EXERCISE BRIEF: Set down every record once more, exactly as given.

Records excerpted from a collection
--------------------
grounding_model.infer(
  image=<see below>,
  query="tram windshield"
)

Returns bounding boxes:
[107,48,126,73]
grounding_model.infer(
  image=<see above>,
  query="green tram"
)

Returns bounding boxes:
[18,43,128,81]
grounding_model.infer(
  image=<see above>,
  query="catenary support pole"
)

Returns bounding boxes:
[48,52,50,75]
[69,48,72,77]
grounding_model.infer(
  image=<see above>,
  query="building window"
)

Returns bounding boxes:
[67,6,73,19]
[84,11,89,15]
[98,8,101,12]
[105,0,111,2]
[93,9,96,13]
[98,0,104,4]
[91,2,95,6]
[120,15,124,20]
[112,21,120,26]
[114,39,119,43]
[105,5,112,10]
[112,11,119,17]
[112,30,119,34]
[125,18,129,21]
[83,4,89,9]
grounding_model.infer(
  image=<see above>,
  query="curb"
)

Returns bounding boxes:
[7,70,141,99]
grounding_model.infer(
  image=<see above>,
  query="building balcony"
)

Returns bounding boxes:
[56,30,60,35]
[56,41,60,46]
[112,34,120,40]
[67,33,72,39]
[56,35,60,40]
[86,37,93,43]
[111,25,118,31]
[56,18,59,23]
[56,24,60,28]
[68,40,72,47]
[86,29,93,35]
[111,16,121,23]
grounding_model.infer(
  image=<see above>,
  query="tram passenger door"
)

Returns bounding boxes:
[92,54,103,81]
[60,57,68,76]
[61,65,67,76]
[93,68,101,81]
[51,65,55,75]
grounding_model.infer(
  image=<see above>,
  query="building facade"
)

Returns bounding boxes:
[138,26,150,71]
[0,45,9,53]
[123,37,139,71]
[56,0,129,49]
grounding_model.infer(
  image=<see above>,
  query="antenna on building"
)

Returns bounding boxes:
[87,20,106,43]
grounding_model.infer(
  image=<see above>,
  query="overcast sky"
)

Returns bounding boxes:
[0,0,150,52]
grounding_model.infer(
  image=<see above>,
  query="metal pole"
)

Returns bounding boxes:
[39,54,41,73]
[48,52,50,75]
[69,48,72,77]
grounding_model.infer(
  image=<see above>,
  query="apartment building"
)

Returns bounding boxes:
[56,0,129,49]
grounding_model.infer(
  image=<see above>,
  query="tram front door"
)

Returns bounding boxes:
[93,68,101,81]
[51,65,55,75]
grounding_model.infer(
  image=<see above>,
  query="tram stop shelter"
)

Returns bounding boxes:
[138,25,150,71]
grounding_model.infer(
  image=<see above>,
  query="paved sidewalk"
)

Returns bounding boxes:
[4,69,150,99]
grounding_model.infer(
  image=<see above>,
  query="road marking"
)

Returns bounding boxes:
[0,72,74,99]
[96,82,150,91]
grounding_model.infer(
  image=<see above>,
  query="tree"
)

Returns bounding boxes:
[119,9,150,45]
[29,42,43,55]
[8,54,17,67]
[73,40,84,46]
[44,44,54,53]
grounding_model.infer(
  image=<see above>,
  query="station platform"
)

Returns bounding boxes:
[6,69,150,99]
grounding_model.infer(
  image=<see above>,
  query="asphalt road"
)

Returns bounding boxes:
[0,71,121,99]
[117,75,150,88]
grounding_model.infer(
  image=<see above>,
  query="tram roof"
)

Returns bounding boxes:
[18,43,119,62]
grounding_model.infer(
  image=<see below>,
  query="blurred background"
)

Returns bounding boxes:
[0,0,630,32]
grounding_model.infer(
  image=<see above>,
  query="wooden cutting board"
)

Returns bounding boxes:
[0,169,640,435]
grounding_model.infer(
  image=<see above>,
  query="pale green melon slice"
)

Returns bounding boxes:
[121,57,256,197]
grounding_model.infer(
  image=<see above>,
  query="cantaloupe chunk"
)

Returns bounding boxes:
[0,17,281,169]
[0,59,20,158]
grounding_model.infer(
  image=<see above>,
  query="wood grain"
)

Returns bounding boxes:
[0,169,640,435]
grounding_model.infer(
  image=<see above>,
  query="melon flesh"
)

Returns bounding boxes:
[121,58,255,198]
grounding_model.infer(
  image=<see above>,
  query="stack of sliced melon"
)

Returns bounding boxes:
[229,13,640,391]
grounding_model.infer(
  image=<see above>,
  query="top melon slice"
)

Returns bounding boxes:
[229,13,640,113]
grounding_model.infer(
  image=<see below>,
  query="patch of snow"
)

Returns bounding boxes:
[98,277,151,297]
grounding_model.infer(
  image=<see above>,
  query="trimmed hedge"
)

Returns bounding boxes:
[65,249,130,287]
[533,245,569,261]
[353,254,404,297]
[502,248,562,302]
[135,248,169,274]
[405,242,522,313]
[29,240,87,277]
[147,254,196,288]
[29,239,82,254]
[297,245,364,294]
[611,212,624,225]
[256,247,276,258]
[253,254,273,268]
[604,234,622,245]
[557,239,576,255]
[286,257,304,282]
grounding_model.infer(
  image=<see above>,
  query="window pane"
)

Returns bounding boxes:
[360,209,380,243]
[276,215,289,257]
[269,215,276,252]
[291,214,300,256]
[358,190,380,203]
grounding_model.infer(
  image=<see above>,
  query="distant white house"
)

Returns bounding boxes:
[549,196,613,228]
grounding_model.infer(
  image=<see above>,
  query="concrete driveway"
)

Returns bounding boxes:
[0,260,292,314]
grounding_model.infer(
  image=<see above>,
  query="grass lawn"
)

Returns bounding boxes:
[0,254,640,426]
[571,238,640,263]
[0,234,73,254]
--------------------
CORRECT ANSWER:
grounding_model.infer(
  image=<see below>,
  query="tram windshield"
)

Returns bounding boxes:
[107,48,126,73]
grounding_model.infer(
  image=<see above>,
  query="green tram"
)

Returns bounding boxes:
[18,43,128,81]
grounding_model.infer(
  image=<see above>,
  query="catenary support pole"
)

Returns bounding boxes:
[48,52,50,75]
[69,48,72,77]
grounding_model.infer(
  image=<see above>,
  query="building window"
)

Returns bounding boxes:
[67,6,73,19]
[84,11,89,15]
[98,8,101,12]
[105,0,111,2]
[93,9,96,13]
[98,0,104,4]
[91,2,95,6]
[120,15,124,20]
[112,21,120,26]
[114,39,119,43]
[105,5,112,10]
[112,11,119,17]
[112,30,119,34]
[125,18,129,21]
[83,4,89,9]
grounding_model.infer(
  image=<see above>,
  query="curb"
)

Returns bounding boxes:
[7,70,141,99]
grounding_model.infer(
  image=<see above>,
  query="building balcony"
)

Returns bounding boxes:
[56,30,60,35]
[56,41,60,46]
[112,34,120,40]
[67,33,72,39]
[56,35,60,40]
[86,37,93,43]
[111,25,118,31]
[56,18,59,23]
[56,24,60,28]
[68,40,72,47]
[86,29,93,35]
[111,16,121,23]
grounding_model.infer(
  image=<see above>,
  query="tram passenger door"
)

Returns bounding boxes:
[92,54,103,81]
[60,57,68,76]
[61,65,67,76]
[93,68,101,81]
[51,65,55,75]
grounding_model.infer(
  image=<see above>,
  query="building facade"
)

Returns bounding boxes:
[138,26,150,71]
[0,45,9,53]
[123,37,139,71]
[56,0,129,49]
grounding_model.infer(
  image=<see above>,
  query="antenna on building"
)

Returns bounding boxes:
[87,20,106,43]
grounding_model.infer(
  image=<see above>,
  query="overcast sky"
)

Returns bounding boxes:
[0,0,150,52]
grounding_model.infer(
  image=<see above>,
  query="metal pole"
)

Returns bounding boxes:
[39,54,41,73]
[48,52,50,75]
[69,48,72,77]
grounding_model.infer(
  image=<see above>,
  query="apartment building"
)

Returns bounding boxes:
[56,0,129,49]
grounding_model.infer(
  image=<see above>,
  query="tram front door"
)

Returns bounding boxes:
[93,68,101,81]
[51,65,55,75]
grounding_model.infer(
  image=<see above>,
  query="tram stop shelter"
)

Returns bounding boxes:
[138,25,150,71]
grounding_model.infer(
  image=<see above>,
  query="paved sidewalk"
)

Returns bounding boxes:
[4,69,150,99]
grounding_model.infer(
  image=<see above>,
  query="road marking"
)

Returns bounding boxes:
[0,72,74,99]
[96,82,150,91]
grounding_model.infer(
  image=<see above>,
  query="tree"
)

Returns bounding boxes:
[119,9,150,45]
[29,42,43,55]
[8,54,17,67]
[73,40,84,46]
[44,44,54,53]
grounding_model.infer(
  image=<see above>,
  query="station platform"
)

Returns bounding boxes:
[6,69,150,99]
grounding_model.infer(
  image=<see above>,
  query="asphalt road"
)

Returns bounding boxes:
[0,71,121,99]
[117,75,150,88]
grounding_model.infer(
  image=<see above>,
  query="tram roof"
)

Returns bounding boxes:
[18,43,119,62]
grounding_model.infer(
  image=<see below>,
  query="blurred background"
)

Returns bounding boxes:
[0,0,630,32]
grounding_model.infer(
  image=<see above>,
  query="wooden cutting board"
)

Returns bounding boxes:
[0,169,640,435]
grounding_model.infer(
  image=<see above>,
  query="pale green melon slice"
)

Returns bounding boxes:
[121,57,256,197]
grounding_model.infer(
  image=<see above>,
  query="cantaloupe chunk"
)

Returns bounding boxes:
[0,17,281,169]
[0,59,20,158]
grounding_model.infer(
  image=<see above>,
  query="wood grain"
)

Returns bounding boxes:
[0,169,640,435]
grounding_model.infer(
  image=<see above>,
  query="melon flesh"
)

Returns bounding boxes:
[121,58,255,198]
grounding_model.infer(
  image=<see above>,
  query="stack of sliced melon"
)

Returns bounding boxes:
[229,13,640,391]
grounding_model.infer(
  image=<see above>,
  query="top melon slice"
)

Returns bounding boxes:
[229,13,640,113]
grounding_model.infer(
  image=<see below>,
  query="patch of snow"
)

Returns bounding boxes:
[98,277,151,297]
grounding_model.infer(
  image=<see above>,
  query="trimmed hedge"
)

Returns bounding boxes:
[65,249,130,287]
[533,245,569,261]
[353,254,404,297]
[502,248,562,302]
[135,248,169,274]
[405,242,522,313]
[29,240,87,277]
[147,254,196,288]
[29,239,82,254]
[297,245,364,294]
[611,212,624,225]
[256,247,276,258]
[253,254,273,268]
[604,234,622,245]
[557,239,576,255]
[286,257,304,282]
grounding_model.infer(
  image=<see above>,
  query="window pane"
)

Returns bounding boxes:
[360,209,380,243]
[276,215,289,257]
[269,215,276,252]
[291,214,300,256]
[358,190,380,203]
grounding_model.infer(
  image=<see above>,
  query="distant white house"
)

Returns bounding boxes:
[549,196,613,228]
grounding_model.infer(
  image=<see above>,
  query="concrete driveway"
)

Returns bounding boxes:
[0,260,292,314]
grounding_model.infer(
  image=<see above>,
  query="grass lawn"
)

Returns bounding boxes:
[0,254,640,426]
[571,238,640,263]
[0,234,73,254]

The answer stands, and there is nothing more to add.